[Begin Document text]

The Lord’s Prayer: Relationship with a true Father.



Class Outline:

December 7, 2022

Prayer is our life-long communication with God the Father. He is our Father in the real sense of that word. Our earthly fathers sired us. After that they may leave us or raise us, abuse us or love us or ignore us, but there is only one father of us.

 

Just like there was never found a king in Israel who was up to the task of being the head of God’s kingdom of men, not even David, so there has never been found a father who is truly worthy of the title. There are some very good ones, and you are blessed if yours was of that ilk, but none of them could be all that a father should be.

 

Jesus illustrated this:

 

MAT 7:7-11

“Ask, and it will be given to you; seek, and you will find; knock, and it will be opened to you. 8 For everyone who asks receives, and he who seeks finds, and to him who knocks it will be opened. 9 Or what man is there among you who, when his son asks for a loaf, will give him a stone? 10 Or if he asks for a fish, he will not give him a snake, will he? 11 If you then, being evil, know how to give good gifts to your children, how much more will your Father who is in heaven give what is good to those who ask Him!”

[End Document text]
[Begin Provided records]

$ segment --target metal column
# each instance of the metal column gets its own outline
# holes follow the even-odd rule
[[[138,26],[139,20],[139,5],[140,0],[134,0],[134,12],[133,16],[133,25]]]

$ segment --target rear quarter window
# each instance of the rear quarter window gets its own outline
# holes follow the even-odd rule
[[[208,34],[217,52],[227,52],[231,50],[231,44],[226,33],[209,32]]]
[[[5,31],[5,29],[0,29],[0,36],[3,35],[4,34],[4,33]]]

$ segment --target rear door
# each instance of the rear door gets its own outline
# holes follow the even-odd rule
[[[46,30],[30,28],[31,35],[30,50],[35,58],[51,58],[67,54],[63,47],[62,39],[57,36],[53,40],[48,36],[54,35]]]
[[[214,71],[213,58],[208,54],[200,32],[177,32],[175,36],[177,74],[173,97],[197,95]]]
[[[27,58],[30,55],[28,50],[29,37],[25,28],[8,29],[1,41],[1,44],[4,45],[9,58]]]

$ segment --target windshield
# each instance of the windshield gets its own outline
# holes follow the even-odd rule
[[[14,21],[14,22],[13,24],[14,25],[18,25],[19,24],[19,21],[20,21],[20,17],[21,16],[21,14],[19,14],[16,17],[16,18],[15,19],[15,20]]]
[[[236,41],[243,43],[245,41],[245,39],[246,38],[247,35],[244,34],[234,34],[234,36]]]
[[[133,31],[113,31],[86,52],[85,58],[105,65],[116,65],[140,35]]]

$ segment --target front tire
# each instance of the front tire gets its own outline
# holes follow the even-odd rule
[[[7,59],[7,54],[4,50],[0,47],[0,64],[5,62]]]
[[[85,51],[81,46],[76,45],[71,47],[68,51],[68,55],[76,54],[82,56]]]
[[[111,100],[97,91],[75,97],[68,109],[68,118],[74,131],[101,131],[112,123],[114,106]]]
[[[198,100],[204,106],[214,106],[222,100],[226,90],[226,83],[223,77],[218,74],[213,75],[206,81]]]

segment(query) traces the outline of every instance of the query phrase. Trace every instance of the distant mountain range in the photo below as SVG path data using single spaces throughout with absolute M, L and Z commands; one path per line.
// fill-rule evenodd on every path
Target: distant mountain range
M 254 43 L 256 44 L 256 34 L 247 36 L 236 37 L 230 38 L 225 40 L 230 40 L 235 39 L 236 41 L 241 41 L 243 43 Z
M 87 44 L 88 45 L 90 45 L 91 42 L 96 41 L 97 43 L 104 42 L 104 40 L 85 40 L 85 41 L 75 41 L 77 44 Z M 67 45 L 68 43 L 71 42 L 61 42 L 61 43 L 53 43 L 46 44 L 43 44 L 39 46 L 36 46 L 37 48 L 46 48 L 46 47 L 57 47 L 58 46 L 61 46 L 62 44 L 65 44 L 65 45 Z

[End Provided records]

■ Actions to take
1. Render everything in the rows from the line containing "--target front tire" down to the end of the rows as a JSON list of strings, one string per line, with blank lines omitted.
2. Write the next part of the class outline on the Lord's Prayer, picking up right after its final sentence.
The text on the Lord's Prayer has no connection to the rows.

■ Solved problems
1.
[
  "$ segment --target front tire",
  "# each instance of the front tire gets its own outline",
  "# holes follow the even-odd rule",
  "[[[7,59],[7,54],[4,50],[0,47],[0,64],[5,62]]]",
  "[[[85,51],[81,46],[76,45],[71,47],[68,51],[68,55],[76,54],[82,56]]]",
  "[[[111,100],[97,91],[75,97],[68,109],[68,118],[74,131],[101,131],[112,123],[114,106]]]",
  "[[[198,100],[204,106],[214,106],[222,100],[226,90],[226,83],[223,77],[218,74],[213,75],[206,81]]]",
  "segment(query) traces the outline of every instance of the query phrase. Trace every instance of the distant mountain range in the photo below as SVG path data using single spaces throughout with absolute M, L and Z commands; one path per line.",
  "// fill-rule evenodd on every path",
  "Target: distant mountain range",
  "M 254 43 L 256 44 L 256 34 L 247 36 L 236 37 L 230 38 L 225 40 L 230 40 L 235 39 L 236 41 L 241 41 L 243 43 Z",
  "M 87 44 L 88 45 L 90 45 L 91 42 L 96 41 L 97 43 L 104 42 L 104 40 L 85 40 L 85 41 L 75 41 L 77 44 Z M 67 45 L 68 43 L 71 42 L 61 42 L 61 43 L 53 43 L 46 44 L 43 44 L 39 46 L 36 46 L 37 48 L 46 48 L 46 47 L 57 47 L 58 46 L 61 46 L 62 44 L 65 44 L 65 45 Z"
]

2.
God has made it so, through the incredible sacrifice of His Son, that no man should lack in perfection everything his heart aches for. King, kingdom, Father, Brother, Spirit, family, lover, friend.

 

When we look at our Lord’s teaching on prayer, the principles that He gave to us, we realize that they are based on our desires, being requests by us in the form of commandments, and also that they all come from our Father. We are not requesting from anyone for a heart that properly seeks the glorify God, a heart that magnifies and loves His ways, His laws, and His will. We are asking our Father. We are not requesting from anyone for a heart of contentment, graciousness, and discernment and courage. We are asking our Father - our true Father. A son or daughter asking for something from a loving father must surely be a different experience than asking anyone else. Your Father who is in heaven will give what is good to those who ask Him.

 

MAT 6:9-10

'Our Father who is in heaven,

Hallowed be Your name.

10 'Your kingdom come.

Your will be done,

On earth as it is in heaven.

 

Our Father is to give us a heart that honors His name, His Person, as holy. Our Father is to give us a desire for His kingdom only and His will above all others. Our Father is to grant us the advantage of seeing our earthly lives already in union with heaven.

 

Our faith is the key, but it is our faith in our understanding of the Trinity. His thoughts must be our thoughts. Eternal life is knowing the Father.

 

MAT 6:11-13

'Give us this day our daily bread.

12 'And forgive us our debts, as we also have forgiven our debtors.

13 'And do not lead us into temptation, but deliver us from evil.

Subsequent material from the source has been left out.